§ What you will do: From the line with "Your task is to locate the blue" up to and including the line with "(245, 595), (325, 667)", substitute "granite" for every occurrence of "stone" and output only those rows, leaving everything else unchanged.

======== Records for processing ========

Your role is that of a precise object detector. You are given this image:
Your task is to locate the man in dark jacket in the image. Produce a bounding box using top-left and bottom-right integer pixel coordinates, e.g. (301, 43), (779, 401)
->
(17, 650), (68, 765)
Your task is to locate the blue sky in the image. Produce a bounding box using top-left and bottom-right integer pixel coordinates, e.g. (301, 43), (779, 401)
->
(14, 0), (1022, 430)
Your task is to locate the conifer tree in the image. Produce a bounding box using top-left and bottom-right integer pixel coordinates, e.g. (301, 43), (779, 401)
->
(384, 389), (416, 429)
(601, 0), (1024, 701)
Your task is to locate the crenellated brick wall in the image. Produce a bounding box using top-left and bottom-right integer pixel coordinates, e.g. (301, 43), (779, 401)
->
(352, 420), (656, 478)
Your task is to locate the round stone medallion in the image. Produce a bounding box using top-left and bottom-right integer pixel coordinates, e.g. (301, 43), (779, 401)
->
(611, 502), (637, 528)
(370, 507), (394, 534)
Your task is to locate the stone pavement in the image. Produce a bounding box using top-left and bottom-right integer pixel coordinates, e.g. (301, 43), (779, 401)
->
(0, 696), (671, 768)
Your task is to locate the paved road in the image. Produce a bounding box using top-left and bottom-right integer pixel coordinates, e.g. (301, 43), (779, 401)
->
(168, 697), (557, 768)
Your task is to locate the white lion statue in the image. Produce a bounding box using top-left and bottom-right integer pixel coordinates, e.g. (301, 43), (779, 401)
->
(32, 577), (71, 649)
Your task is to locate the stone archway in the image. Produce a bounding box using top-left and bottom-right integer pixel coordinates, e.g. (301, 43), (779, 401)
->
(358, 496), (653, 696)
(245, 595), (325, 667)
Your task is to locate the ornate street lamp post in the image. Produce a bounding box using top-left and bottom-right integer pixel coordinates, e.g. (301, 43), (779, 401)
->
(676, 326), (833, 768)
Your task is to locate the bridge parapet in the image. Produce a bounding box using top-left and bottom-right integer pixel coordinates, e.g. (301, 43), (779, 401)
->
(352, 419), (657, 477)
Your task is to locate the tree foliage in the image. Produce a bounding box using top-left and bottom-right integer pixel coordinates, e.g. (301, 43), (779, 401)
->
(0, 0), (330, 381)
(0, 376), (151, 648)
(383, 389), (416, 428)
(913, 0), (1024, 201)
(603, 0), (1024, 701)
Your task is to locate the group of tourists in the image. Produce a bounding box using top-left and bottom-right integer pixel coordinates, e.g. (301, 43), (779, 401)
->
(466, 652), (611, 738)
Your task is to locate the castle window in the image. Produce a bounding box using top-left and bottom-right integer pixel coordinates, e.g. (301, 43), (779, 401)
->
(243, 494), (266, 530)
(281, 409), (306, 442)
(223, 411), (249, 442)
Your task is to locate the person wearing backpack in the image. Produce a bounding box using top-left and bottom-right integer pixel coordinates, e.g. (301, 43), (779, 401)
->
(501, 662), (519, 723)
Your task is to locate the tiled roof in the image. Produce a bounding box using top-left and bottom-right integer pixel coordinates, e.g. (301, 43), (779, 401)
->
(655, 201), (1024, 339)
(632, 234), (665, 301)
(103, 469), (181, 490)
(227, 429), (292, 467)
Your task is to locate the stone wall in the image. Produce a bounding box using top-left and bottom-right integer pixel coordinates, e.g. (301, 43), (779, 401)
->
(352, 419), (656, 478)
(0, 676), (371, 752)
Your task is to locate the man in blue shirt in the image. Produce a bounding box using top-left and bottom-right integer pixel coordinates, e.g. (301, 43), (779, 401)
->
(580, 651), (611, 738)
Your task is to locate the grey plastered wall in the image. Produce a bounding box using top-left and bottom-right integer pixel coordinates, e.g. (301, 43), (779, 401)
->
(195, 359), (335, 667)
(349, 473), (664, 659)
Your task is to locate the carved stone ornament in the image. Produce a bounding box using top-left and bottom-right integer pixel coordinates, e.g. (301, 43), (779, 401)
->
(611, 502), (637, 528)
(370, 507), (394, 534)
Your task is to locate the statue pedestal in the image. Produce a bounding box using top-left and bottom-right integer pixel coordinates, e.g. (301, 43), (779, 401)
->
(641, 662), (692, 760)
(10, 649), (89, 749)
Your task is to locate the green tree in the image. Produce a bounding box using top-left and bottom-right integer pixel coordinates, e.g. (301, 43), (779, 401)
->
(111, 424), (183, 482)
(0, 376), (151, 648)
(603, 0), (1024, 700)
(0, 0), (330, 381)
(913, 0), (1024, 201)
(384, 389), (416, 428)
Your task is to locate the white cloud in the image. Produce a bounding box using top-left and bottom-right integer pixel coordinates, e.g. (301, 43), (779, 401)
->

========

§ The answer:
Your task is to locate the blue sky in the image. Produce a bounding box using top-left and bottom-right integer pixel coordinates, e.g. (301, 43), (779, 401)
->
(14, 0), (1022, 430)
Your task is to locate the conifer tree in the image. Produce a bounding box using top-left and bottom-right integer pixel coordinates, e.g. (301, 43), (779, 401)
->
(384, 389), (416, 429)
(601, 0), (1024, 701)
Your task is to locate the crenellated brick wall in the image. Produce a bounding box using top-left and bottom-right integer pixel coordinates, e.g. (301, 43), (779, 401)
->
(352, 420), (656, 478)
Your task is to locate the round granite medallion in the image. Produce a bounding box using top-left and bottom-right integer pixel coordinates, e.g. (301, 43), (779, 401)
->
(611, 502), (637, 528)
(370, 507), (394, 534)
Your task is to locate the granite pavement in the image. Produce a bounding box using top-left and bottom-right integer pixel coordinates, e.g. (301, 43), (779, 401)
->
(0, 696), (671, 768)
Your task is to locate the paved road in the image. Produce a bounding box using top-left and bottom-right integer pixel coordinates, e.g. (301, 43), (779, 401)
->
(168, 697), (557, 768)
Your task is to locate the white lion statue in the image. Produce a bounding box using top-left and bottom-right integer pixel coordinates, e.g. (301, 43), (779, 401)
->
(32, 577), (71, 649)
Your task is to locate the granite archway in the image. Produce a bounding box using top-left and bottom-right integer pixel coordinates, e.g. (301, 43), (779, 401)
->
(358, 496), (653, 696)
(245, 595), (325, 667)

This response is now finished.